How to check if exists any duplicate in Java 8 Streams?
Asked Answered
S

7

69

In java 8, what's the best way to check if a List contains any duplicate?

My idea was something like:

list.size() != list.stream().distinct().count()

Is it the best way?

Stonemason answered 5/5, 2015 at 12:50 Comment(1)
if you are not interested in knowing what are those duplicates , then it's the best way !!Estriol
A
75

Your code would need to iterate over all elements. If you want to make sure that there are no duplicates simple method like

public static <T> boolean areAllUnique(List<T> list){
    Set<T> set = new HashSet<>();

    for (T t: list){
        if (!set.add(t))
            return false;
    }
    
    return true;
}

would be more efficient since it can give you false immediately when first non-unique element would be found.

This method could also be rewritten using Stream#allMatch which also is short-circuit (returns false immediately for first element which doesn't fulfill provided condition)
(assuming non-parallel streams and thread-safe environment)

public static <T> boolean areAllUnique(List<T> list){
    Set<T> set = new HashSet<>();
    return list.stream().allMatch(t -> set.add(t));
}

which can be farther shortened as @Holger pointed out in comment

public static <T> boolean areAllUnique(List<T> list){
    return list.stream().allMatch(new HashSet<>()::add);
}
Abseil answered 5/5, 2015 at 13:3 Comment(25)

* * * *

*DIRECTIONS*:
a: According to the thread on checking for duplicates in Java 8 streams, which Stream method is described as short-circuit?
b: Rewrite the rows starting at the line that contains "out the white" and ending at the last line of the rows. Switch "white" to "black" and leave everything else unchanged.

Labeled-object pointing entries
* * * *

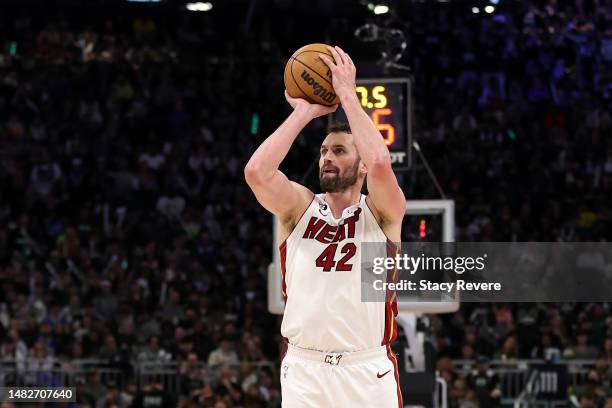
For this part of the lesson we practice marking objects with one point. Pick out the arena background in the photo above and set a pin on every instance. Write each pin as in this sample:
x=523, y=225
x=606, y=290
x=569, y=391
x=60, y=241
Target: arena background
x=133, y=257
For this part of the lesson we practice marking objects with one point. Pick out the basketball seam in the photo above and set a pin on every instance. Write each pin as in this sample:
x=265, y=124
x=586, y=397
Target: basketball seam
x=310, y=68
x=296, y=82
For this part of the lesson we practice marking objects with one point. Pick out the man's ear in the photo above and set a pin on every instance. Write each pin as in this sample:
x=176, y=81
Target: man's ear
x=362, y=168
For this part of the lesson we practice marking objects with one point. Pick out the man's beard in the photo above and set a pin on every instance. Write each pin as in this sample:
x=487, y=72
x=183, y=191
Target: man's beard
x=336, y=183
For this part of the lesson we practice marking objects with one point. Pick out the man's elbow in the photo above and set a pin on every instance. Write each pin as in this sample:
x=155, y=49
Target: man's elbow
x=253, y=173
x=381, y=164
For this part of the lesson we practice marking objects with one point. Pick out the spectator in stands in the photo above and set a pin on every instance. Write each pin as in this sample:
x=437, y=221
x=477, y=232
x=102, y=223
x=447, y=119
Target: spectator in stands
x=581, y=349
x=485, y=383
x=223, y=355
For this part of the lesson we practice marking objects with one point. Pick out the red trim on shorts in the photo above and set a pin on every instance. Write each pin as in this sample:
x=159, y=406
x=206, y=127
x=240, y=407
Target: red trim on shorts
x=283, y=259
x=390, y=332
x=284, y=348
x=393, y=358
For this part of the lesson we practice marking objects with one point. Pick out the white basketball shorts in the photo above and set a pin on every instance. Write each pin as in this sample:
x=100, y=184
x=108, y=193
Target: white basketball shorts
x=362, y=379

* * * *

*RESPONSES IN ORDER*:
a: Stream#allMatch

b:
For this part of the lesson we practice marking objects with one point. Pick out the black basketball shorts in the photo above and set a pin on every instance. Write each pin as in this sample:
x=100, y=184
x=108, y=193
Target: black basketball shorts
x=362, y=379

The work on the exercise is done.